TRECHO:
A presidente do Banco Central Europeu (BCE), Christine Lagarde, defendeu nesta sexta-feira, 17, a criação de uma “verdadeira” união de mercados de capital (CMU, na sigla em inglês) na Europa. Segundo ela, a estratégia é crucial para lidar com “os desafios no horizonte”, em um quadro global de mudanças, com recuo na globalização, além de mudanças demográficas e a busca pela redução nas emissões de carbono. Em sua fala, ela não tratou de política monetária nem da inflação na zona do euro.

Lagarde discursou no Congresso Bancário Europeu, em Frankfurt, Alemanha. Ela disse que alguns podem argumentar que, a menos que se comece a emitir bônus comuns da União Europeia, o projeto de uma CMU não terá sucesso. “Mas mesmo que isso esteja correto, não deve impedir que trabalhemos em muitas outras áreas necessárias para uma CMU se tornar realidade”, argumentou. “A lição da integração europeia é que temos de adotar os passos que estão à frente de nós, quando o momento surgir, e então os outros eventualmente se seguirão.”

A presidente do BCE acredita que há um “imenso desafio de financiamento à frente” e pediu ações agora para lidar com o quadro. Ela comparou o quadro na Europa ao contexto dos EUA de meados do século XIX, no qual houve necessidade de financiamento em escala sem precedentes, para levar adiante iniciativas como um sistema ferroviário que impulsionou a economia do país. Segundo ela, a Europa agora enfrenta contexto similar, ao emergir de “uma série de choques econômicos profundos”, com a pandemia da covid-19 e seus desdobramentos.

LISTAGEM DE DADOS:

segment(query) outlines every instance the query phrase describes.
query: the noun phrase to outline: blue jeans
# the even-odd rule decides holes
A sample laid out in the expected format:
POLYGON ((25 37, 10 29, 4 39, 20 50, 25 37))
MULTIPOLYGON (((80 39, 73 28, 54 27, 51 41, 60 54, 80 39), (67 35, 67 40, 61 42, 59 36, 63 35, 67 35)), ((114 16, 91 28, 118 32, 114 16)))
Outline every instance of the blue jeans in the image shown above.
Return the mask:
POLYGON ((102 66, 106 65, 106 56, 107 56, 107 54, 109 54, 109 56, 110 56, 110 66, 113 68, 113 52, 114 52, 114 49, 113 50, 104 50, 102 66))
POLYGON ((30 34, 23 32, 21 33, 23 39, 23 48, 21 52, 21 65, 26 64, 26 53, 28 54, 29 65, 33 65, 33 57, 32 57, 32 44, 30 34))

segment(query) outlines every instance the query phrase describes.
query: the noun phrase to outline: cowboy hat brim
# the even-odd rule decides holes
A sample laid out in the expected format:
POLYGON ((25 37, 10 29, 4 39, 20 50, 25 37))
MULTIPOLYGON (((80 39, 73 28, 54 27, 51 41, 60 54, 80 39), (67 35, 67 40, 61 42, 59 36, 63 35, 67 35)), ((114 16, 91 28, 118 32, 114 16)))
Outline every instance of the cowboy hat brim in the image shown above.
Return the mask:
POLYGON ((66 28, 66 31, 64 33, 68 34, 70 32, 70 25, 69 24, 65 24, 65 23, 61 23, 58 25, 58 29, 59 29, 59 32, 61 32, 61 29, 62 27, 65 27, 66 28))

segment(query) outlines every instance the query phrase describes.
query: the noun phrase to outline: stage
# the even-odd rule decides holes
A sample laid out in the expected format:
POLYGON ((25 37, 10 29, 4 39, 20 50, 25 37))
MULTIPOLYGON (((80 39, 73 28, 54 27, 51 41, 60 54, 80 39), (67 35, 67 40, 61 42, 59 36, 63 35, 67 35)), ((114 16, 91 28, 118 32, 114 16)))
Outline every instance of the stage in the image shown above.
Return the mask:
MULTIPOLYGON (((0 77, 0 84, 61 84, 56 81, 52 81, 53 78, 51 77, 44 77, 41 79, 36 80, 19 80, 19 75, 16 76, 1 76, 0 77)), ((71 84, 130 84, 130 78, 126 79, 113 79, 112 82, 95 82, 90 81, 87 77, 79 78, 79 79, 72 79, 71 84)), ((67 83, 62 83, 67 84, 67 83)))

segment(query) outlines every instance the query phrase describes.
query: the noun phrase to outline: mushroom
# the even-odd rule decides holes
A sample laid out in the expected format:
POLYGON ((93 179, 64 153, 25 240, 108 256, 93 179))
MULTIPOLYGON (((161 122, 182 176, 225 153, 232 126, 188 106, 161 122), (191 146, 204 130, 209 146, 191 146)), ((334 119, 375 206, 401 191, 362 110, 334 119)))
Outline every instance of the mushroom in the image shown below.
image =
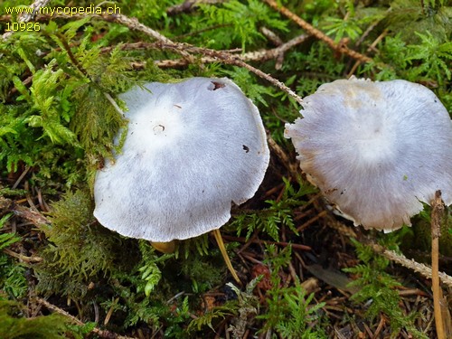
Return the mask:
POLYGON ((94 184, 94 216, 133 238, 166 242, 219 229, 251 198, 269 151, 256 106, 231 80, 152 82, 120 96, 122 152, 94 184))
POLYGON ((410 225, 437 190, 452 203, 452 121, 431 90, 353 77, 304 102, 285 136, 308 180, 355 225, 410 225))

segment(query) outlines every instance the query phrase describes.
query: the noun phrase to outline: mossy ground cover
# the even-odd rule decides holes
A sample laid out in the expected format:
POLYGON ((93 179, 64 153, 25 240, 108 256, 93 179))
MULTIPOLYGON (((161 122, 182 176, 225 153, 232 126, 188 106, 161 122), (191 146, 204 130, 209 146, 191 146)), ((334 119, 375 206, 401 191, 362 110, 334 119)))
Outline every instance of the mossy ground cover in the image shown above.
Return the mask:
MULTIPOLYGON (((274 80, 304 97, 351 75, 405 79, 451 112, 449 3, 280 1, 303 28, 270 0, 76 3, 46 6, 120 14, 42 12, 21 32, 6 8, 31 2, 0 5, 1 338, 436 337, 430 280, 366 245, 428 263, 429 209, 390 234, 334 214, 283 137, 300 107, 274 80), (266 178, 221 228, 242 286, 210 235, 160 254, 92 216, 95 173, 127 126, 118 95, 193 76, 232 79, 268 131, 266 178)), ((450 275, 450 210, 440 245, 450 275)))

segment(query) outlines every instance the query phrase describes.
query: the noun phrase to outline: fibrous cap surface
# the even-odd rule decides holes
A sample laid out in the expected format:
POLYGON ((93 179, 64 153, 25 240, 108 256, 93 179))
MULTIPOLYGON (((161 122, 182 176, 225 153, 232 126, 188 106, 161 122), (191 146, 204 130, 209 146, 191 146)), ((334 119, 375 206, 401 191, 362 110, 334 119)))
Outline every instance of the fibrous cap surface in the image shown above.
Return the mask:
POLYGON ((145 87, 120 97, 129 108, 127 139, 97 174, 95 217, 153 241, 220 228, 231 202, 254 195, 268 165, 258 108, 225 78, 145 87))
POLYGON ((356 225, 410 225, 437 190, 452 203, 452 121, 431 90, 353 78, 304 101, 286 137, 313 184, 356 225))

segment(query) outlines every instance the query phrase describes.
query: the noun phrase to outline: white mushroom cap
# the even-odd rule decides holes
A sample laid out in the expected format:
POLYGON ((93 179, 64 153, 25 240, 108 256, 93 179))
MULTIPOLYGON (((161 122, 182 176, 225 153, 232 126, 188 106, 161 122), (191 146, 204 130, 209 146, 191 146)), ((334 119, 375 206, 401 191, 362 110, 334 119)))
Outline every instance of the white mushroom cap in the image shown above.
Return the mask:
POLYGON ((286 125, 286 137, 303 171, 355 225, 410 225, 437 190, 452 203, 452 121, 431 90, 353 78, 304 101, 304 118, 286 125))
POLYGON ((153 82, 120 98, 129 119, 122 153, 94 184, 94 216, 152 241, 196 237, 251 198, 269 151, 256 106, 231 80, 153 82))

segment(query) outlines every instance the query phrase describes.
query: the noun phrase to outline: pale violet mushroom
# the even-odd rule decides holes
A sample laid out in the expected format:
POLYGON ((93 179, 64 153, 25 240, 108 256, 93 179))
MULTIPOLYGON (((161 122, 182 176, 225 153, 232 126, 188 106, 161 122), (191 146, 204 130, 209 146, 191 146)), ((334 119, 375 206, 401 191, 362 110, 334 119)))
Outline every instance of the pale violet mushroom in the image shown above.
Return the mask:
POLYGON ((231 80, 152 82, 120 98, 127 138, 94 184, 103 226, 157 242, 193 238, 255 194, 269 151, 258 108, 231 80))
POLYGON ((426 87, 340 80, 303 107, 286 137, 309 180, 355 225, 410 225, 437 190, 452 203, 452 121, 426 87))

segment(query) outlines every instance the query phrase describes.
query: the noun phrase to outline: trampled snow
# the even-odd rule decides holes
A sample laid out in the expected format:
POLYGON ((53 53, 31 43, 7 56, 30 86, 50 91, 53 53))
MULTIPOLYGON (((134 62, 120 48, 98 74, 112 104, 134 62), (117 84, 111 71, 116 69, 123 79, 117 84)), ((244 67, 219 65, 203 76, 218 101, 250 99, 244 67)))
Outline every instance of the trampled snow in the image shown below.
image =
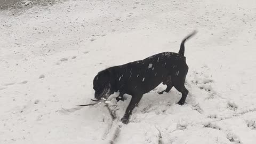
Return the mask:
POLYGON ((255 143, 255 0, 78 0, 0 12, 0 143, 109 143, 118 125, 116 143, 255 143), (185 105, 175 88, 158 94, 161 85, 127 125, 130 95, 109 103, 113 122, 103 104, 76 106, 93 98, 99 71, 178 52, 195 29, 185 105))

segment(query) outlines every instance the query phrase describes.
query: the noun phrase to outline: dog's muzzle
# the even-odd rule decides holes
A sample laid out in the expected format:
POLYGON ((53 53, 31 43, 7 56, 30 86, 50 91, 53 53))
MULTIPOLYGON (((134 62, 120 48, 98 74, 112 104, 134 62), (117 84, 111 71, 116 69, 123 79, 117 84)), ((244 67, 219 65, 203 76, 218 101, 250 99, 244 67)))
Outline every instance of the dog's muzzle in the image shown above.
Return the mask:
POLYGON ((110 96, 110 88, 111 85, 109 84, 107 86, 106 86, 100 93, 97 93, 96 92, 95 93, 95 98, 98 100, 100 100, 102 98, 105 98, 107 99, 108 97, 110 96))

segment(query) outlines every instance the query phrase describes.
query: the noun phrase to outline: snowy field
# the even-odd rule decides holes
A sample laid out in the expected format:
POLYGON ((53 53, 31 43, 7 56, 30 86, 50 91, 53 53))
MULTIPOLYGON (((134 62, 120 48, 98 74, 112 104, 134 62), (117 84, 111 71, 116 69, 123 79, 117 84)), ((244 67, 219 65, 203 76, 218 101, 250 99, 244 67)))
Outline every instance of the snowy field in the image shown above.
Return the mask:
POLYGON ((256 141, 255 0, 77 0, 0 12, 0 143, 244 143, 256 141), (189 91, 127 100, 93 98, 106 68, 185 44, 189 91), (111 123, 113 126, 111 127, 111 123), (110 129, 111 128, 111 129, 110 129), (162 138, 161 138, 162 137, 162 138))

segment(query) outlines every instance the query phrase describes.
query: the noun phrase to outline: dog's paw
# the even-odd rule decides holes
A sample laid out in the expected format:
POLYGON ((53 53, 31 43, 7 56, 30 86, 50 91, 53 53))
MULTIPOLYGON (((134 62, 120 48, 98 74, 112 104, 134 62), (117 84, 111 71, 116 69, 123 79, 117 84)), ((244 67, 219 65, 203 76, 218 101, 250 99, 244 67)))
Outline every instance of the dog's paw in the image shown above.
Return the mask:
POLYGON ((119 101, 119 100, 124 101, 124 98, 121 97, 118 97, 116 98, 116 101, 119 101))
POLYGON ((163 93, 164 93, 164 91, 163 91, 162 92, 158 92, 158 94, 162 94, 163 93))
POLYGON ((123 124, 127 124, 129 121, 129 118, 127 117, 123 117, 121 118, 121 121, 123 124))
POLYGON ((177 104, 182 106, 182 105, 184 105, 185 103, 185 101, 180 101, 177 103, 177 104))

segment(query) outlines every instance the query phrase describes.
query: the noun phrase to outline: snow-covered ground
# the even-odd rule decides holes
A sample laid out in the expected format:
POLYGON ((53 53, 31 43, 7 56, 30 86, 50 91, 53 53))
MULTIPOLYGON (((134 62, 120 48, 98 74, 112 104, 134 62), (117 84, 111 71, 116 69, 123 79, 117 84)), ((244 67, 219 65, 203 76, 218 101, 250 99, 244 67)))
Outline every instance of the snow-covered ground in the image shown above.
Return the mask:
POLYGON ((108 67, 185 45, 187 103, 160 85, 142 98, 116 143, 255 143, 255 0, 69 1, 0 12, 0 143, 108 143, 113 122, 93 98, 108 67), (108 133, 108 131, 109 132, 108 133), (104 139, 104 140, 103 140, 104 139))

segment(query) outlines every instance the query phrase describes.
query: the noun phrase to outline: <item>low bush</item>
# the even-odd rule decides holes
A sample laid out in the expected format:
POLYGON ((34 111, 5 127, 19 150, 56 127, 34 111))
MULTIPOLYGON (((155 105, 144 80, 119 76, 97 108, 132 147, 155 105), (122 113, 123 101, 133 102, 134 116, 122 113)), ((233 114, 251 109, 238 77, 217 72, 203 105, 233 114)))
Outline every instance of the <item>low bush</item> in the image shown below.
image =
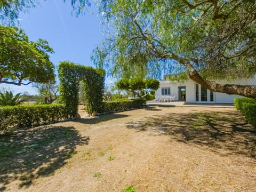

TAREFAS:
[1] Responda, com base no trecho sobre o discurso de Christine Lagarde:
(a) Em que evento e em que cidade Lagarde discursou?
(b) Que temas ela não abordou em sua fala?
(c) A que contexto histórico ela comparou a situação atual da Europa?
[2] Prossiga o trecho sobre o discurso de Christine Lagarde a partir do ponto em que ele termina.
As linhas de dados não têm qualquer papel nesta atividade.

RESPOSTAS POR ITEM:
[1]
(a) No Congresso Bancário Europeu, em Frankfurt, Alemanha.
(b) Política monetária e inflação na zona do euro.
(c) Ao contexto dos EUA de meados do século XIX, quando houve necessidade de financiamento em escala sem precedentes para iniciativas como um sistema ferroviário.

[2]
Lagarde considera que uma união dos mercados de capital é “indispensável”, por duas razões. Uma delas é que, a partir de exemplos históricos, está claro que as condições para os mercados de capital se desenvolverem ainda não estão satisfeitas para a Europa, na falta de um projeto unificador. Além disso, ela considera que a região tem dependido muito de “uma abordagem de baixo para cima” na integração.

A presidente do BCE vê “sinais crescentes de que a economia global está se fragmentando em blocos concorrentes”. Citou também a mudança no quadro demográfico, com envelhecimento no continente, e o impacto de desastres climáticos que “estão crescendo a cada ano”, o que gera a necessidade de ações. Lidar com todos esses desafios em simultâneo “exigirá um esforço geracional, e investimento massivo é necessário em um curto espaço de tempo”, argumenta.

Conforme surgem novas barreiras comerciais, é necessário reavaliar cadeias de produção e investir em novas, mais seguras e eficientes e próximas, apontou. Com o envelhecimento, será necessário buscar tecnologias para produzir mais com menos pessoal, disse ainda, citando a digitalização como uma ajuda para isso.

Para dar uma ideia dos volumes envolvidos, Lagarde mencionou que a Comissão Europeia estima que apenas a transição verde exigirá investimento adicional de 620 bilhões de euros ao ano, na média, até 2030, e mais 125 bilhões de euros ao ano para a transição digital.

Lagarde afirmou que o mercado de capitais da Europa segue fragmentado, com a integração financeira menor que antes da crise financeira. Os mercados de bônus são três vezes menor que o dos Estados Unidos, comparou.

Segundo a autoridade, empresas precisam de financiamento para digitalizar e reduzir emissões de carbono. Uma CMU “genuína” significaria construir um mercado de securitização suficientemente grande, permitindo que os bancos transfiram algum risco a investidores, liberem capital e empréstimos adicionais, listou. E também lembrou que mercados de capital pouco desenvolvidos dificultam financiamento de qualidade para empresas que impulsionam a inovação.